** Start **
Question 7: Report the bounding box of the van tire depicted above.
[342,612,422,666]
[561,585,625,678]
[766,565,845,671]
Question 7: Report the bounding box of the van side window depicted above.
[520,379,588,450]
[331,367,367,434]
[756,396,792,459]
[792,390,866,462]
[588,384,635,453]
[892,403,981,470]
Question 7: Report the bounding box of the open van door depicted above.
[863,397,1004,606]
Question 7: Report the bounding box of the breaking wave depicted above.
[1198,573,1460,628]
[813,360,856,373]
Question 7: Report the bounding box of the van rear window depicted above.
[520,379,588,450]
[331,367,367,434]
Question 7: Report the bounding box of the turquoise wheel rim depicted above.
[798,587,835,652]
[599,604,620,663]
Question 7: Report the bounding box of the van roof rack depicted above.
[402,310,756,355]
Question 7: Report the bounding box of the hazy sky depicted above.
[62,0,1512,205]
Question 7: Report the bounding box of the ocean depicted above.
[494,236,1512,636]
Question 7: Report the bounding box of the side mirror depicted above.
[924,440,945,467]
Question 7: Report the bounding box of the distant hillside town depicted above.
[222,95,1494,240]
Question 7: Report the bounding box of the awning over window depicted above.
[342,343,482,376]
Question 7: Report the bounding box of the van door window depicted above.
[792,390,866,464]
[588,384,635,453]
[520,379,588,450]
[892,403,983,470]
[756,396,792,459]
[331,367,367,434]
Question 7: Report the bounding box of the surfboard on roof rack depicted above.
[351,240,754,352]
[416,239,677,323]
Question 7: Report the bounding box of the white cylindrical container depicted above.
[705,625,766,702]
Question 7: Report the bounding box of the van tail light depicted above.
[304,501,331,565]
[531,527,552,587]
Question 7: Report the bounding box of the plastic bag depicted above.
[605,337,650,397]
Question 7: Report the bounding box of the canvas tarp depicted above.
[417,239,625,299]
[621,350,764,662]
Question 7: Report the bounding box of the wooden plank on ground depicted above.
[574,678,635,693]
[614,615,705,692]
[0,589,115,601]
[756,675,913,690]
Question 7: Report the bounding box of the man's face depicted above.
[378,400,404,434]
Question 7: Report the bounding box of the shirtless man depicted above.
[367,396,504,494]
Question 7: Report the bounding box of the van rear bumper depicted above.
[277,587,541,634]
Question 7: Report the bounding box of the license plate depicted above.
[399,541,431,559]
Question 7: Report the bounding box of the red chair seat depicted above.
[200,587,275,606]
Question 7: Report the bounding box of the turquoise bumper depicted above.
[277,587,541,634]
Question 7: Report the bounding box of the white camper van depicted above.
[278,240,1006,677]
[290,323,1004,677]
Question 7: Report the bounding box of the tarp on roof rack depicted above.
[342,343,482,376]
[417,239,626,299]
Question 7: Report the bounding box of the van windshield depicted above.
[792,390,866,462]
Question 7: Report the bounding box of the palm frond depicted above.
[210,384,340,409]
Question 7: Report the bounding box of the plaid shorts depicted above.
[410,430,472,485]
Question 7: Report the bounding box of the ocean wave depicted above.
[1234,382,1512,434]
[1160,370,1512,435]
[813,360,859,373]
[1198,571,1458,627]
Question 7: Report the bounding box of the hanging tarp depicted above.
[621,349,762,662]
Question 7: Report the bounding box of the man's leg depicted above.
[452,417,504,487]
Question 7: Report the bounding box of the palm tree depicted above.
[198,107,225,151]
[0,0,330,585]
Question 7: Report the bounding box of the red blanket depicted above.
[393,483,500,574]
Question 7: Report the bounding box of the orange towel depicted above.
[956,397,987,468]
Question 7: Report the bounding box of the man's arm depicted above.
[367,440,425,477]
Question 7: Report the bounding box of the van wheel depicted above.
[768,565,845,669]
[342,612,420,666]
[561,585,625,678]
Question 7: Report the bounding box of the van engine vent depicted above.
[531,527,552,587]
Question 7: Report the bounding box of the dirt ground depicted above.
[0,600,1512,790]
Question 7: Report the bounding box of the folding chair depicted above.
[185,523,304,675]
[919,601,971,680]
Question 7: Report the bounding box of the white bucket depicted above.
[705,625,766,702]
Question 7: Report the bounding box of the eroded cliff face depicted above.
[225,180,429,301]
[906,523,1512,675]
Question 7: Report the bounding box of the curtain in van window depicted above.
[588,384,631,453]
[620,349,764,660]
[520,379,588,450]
** End **
Lay out all of the items above as a Markdown table with two columns, Row and Line. Put one non-blank line in each row with its row number, and leave out blank lines.

» **Task result**:
| Row | Line |
|---|---|
| 1 | Question 7: Report the bounding box of the van tire depicted above. |
| 2 | [342,612,422,666] |
| 3 | [561,585,625,678] |
| 4 | [766,565,845,671] |
| 5 | Question 7: Report the bounding box of the van side window depicted above. |
| 6 | [520,379,588,450] |
| 7 | [331,367,367,434] |
| 8 | [756,396,792,459] |
| 9 | [792,390,866,462] |
| 10 | [588,384,635,453] |
| 11 | [892,403,981,470] |
| 12 | Question 7: Report the bounding box of the open van door depicted above. |
| 13 | [863,397,1004,606] |
| 14 | Question 7: Report the bounding box of the breaking wave depicted above. |
| 15 | [1198,573,1460,628] |
| 16 | [813,360,856,373] |
| 17 | Question 7: Report the bounding box of the van rear window depicted above. |
| 18 | [520,379,588,450] |
| 19 | [331,367,367,434] |
| 20 | Question 7: Report the bounding box of the turquoise wheel rim depicted above. |
| 21 | [798,587,835,652] |
| 22 | [599,604,620,663] |
| 23 | Question 7: Report the bounding box of the van roof rack depicted above. |
| 24 | [402,310,756,355] |
| 25 | Question 7: Report the bounding box of the hazy sky depicted above. |
| 26 | [62,0,1512,205] |
| 27 | Question 7: Report the bounding box of the ocean depicted above. |
| 28 | [494,236,1512,636] |
| 29 | Question 7: Report the bounding box of the side mirror depicted above. |
| 30 | [924,440,945,467] |
| 31 | Question 7: Report the bounding box of the distant hillside town depicted above. |
| 32 | [222,95,1494,240] |
| 33 | Question 7: Report the bounding box of the awning over window depicted above. |
| 34 | [342,343,482,376] |
| 35 | Question 7: Report the bounding box of the van door window depicted above. |
| 36 | [792,390,866,464] |
| 37 | [588,384,635,453] |
| 38 | [520,379,588,450] |
| 39 | [892,403,983,470] |
| 40 | [756,396,792,459] |
| 41 | [331,367,367,434] |
| 42 | Question 7: Report the bounding box of the surfboard on roof rack depicted above. |
| 43 | [351,240,754,352] |
| 44 | [416,239,677,323] |
| 45 | Question 7: Report the bounding box of the white cylindrical container depicted above. |
| 46 | [705,625,766,702] |
| 47 | Question 7: Report the bounding box of the van tail light depicted above. |
| 48 | [304,501,331,565] |
| 49 | [531,527,552,587] |
| 50 | Question 7: Report the bounding box of the plastic bag depicted above. |
| 51 | [605,337,650,397] |
| 52 | Question 7: Report the bounding box of the canvas tarp depicted above. |
| 53 | [417,239,625,299] |
| 54 | [621,350,764,662] |
| 55 | Question 7: Report the bounding box of the wooden plank on ground depicted above. |
| 56 | [574,678,635,693] |
| 57 | [614,615,705,692] |
| 58 | [0,589,115,601] |
| 59 | [756,675,913,690] |
| 60 | Question 7: Report the bounding box of the man's face depicted above. |
| 61 | [378,400,404,434] |
| 62 | Question 7: Report the bounding box of the shirtless man depicted above. |
| 63 | [367,396,504,494] |
| 64 | Question 7: Report the bounding box of the van rear bumper depicted above. |
| 65 | [277,587,541,634] |
| 66 | Question 7: Report the bounding box of the license plate depicted above. |
| 67 | [399,541,431,559] |
| 68 | Question 7: Report the bounding box of the red chair seat depicted above. |
| 69 | [200,587,275,606] |
| 70 | Question 7: Report the bounding box of the turquoise bumper depicted above. |
| 71 | [277,587,541,634] |
| 72 | Question 7: Report the bounding box of the white camper van depicted above. |
| 73 | [278,240,1006,677] |
| 74 | [290,323,1004,677] |
| 75 | Question 7: Report the bounding box of the tarp on roof rack depicted above. |
| 76 | [342,343,482,376] |
| 77 | [417,239,626,299] |
| 78 | Question 7: Report the bounding box of the van windshield depicted above. |
| 79 | [792,390,866,462] |
| 80 | Question 7: Report the bounding box of the palm frond depicted above. |
| 81 | [210,384,340,409] |
| 82 | Question 7: Report the bounding box of the plaid shorts depicted above. |
| 83 | [410,430,472,485] |
| 84 | Question 7: Report the bounding box of the ocean wave depicted above. |
| 85 | [1234,382,1512,434] |
| 86 | [1160,370,1512,435] |
| 87 | [813,360,859,373] |
| 88 | [1198,571,1458,627] |
| 89 | Question 7: Report the bounding box of the hanging tarp depicted above. |
| 90 | [621,349,762,662] |
| 91 | Question 7: Report the bounding box of the man's leg depicted above. |
| 92 | [452,417,504,487] |
| 93 | Question 7: Report the bounding box of the palm tree depicted above. |
| 94 | [198,107,225,151] |
| 95 | [0,0,330,585] |
| 96 | Question 7: Report the bounding box of the red blanket depicted above. |
| 97 | [393,483,500,574] |
| 98 | Question 7: Report the bounding box of the orange towel depicted above. |
| 99 | [956,397,987,468] |
| 100 | Question 7: Report the bounding box of the man's arm depicted above. |
| 101 | [367,440,425,477] |
| 102 | Question 7: Report the bounding box of the van wheel depicted above. |
| 103 | [768,565,845,669] |
| 104 | [342,612,420,666] |
| 105 | [561,585,625,678] |
| 106 | Question 7: Report the bounding box of the van engine vent depicted above. |
| 107 | [531,527,552,587] |
| 108 | Question 7: Report the bounding box of the dirt ground depicted above. |
| 109 | [0,600,1512,790] |
| 110 | Question 7: Report the bounding box of the folding chair depicted above. |
| 111 | [185,523,304,675] |
| 112 | [919,601,971,680] |
| 113 | Question 7: Report the bounding box of the white bucket depicted above. |
| 114 | [705,625,766,702] |
| 115 | Question 7: Report the bounding box of the eroded cliff face depicted above. |
| 116 | [225,180,429,301] |
| 117 | [906,523,1512,675] |
| 118 | Question 7: Report the bounding box of the curtain in van window depicted above. |
| 119 | [588,384,631,453] |
| 120 | [620,349,764,660] |
| 121 | [520,379,588,450] |